═════ Information shown

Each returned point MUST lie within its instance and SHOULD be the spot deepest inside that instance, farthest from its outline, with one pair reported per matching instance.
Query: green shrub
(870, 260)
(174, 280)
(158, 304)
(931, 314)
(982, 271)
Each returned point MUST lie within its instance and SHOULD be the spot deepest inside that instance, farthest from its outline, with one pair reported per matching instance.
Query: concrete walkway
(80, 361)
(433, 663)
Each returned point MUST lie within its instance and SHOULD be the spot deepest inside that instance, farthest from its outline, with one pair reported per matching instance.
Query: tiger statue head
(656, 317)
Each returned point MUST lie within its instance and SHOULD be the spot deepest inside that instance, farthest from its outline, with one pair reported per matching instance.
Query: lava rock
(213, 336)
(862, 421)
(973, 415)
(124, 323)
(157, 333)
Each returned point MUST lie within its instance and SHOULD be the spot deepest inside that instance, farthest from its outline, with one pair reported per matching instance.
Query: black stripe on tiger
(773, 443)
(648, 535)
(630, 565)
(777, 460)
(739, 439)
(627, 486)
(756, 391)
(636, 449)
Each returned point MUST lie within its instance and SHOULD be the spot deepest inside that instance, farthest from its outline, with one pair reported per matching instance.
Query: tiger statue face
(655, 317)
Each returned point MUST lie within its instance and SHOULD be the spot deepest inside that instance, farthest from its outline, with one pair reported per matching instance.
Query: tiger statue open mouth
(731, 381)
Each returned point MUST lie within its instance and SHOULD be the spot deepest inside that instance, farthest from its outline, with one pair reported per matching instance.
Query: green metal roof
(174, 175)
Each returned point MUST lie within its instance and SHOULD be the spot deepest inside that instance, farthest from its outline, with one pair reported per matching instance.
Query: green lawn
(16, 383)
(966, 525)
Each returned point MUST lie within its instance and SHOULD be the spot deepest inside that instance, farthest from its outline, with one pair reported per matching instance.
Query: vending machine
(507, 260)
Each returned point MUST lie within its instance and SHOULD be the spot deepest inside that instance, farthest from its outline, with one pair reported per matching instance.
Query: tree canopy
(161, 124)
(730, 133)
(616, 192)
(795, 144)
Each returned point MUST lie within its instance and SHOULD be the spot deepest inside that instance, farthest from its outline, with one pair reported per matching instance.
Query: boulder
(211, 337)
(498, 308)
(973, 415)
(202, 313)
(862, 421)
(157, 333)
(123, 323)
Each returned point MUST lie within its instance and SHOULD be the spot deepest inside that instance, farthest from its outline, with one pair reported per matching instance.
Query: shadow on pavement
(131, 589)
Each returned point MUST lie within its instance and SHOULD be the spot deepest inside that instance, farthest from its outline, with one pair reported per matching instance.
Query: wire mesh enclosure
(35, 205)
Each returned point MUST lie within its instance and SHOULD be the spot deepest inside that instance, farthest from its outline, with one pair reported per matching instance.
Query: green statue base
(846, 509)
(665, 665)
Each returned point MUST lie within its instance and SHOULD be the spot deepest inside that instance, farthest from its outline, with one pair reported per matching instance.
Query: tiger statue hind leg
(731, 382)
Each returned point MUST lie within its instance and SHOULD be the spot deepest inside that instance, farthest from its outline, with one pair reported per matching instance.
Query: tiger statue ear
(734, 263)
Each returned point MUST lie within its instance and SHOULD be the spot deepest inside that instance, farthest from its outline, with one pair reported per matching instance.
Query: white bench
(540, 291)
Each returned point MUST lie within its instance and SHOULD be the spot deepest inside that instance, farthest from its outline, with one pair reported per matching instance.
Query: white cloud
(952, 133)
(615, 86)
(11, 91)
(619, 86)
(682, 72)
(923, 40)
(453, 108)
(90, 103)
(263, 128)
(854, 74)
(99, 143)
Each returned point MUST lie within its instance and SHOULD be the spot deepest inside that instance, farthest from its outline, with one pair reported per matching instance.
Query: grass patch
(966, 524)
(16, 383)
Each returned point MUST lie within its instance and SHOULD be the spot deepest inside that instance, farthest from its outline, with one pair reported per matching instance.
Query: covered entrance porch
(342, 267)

══════════

◆ The task
Find every line in the items that contains the word "tiger" and copy each of those lines.

◆ Answer to this problem
Query: tiger statue head
Query: black stripe on tiger
Query: tiger statue face
Query: tiger statue open mouth
Query: tiger statue hind leg
Query: tiger statue ear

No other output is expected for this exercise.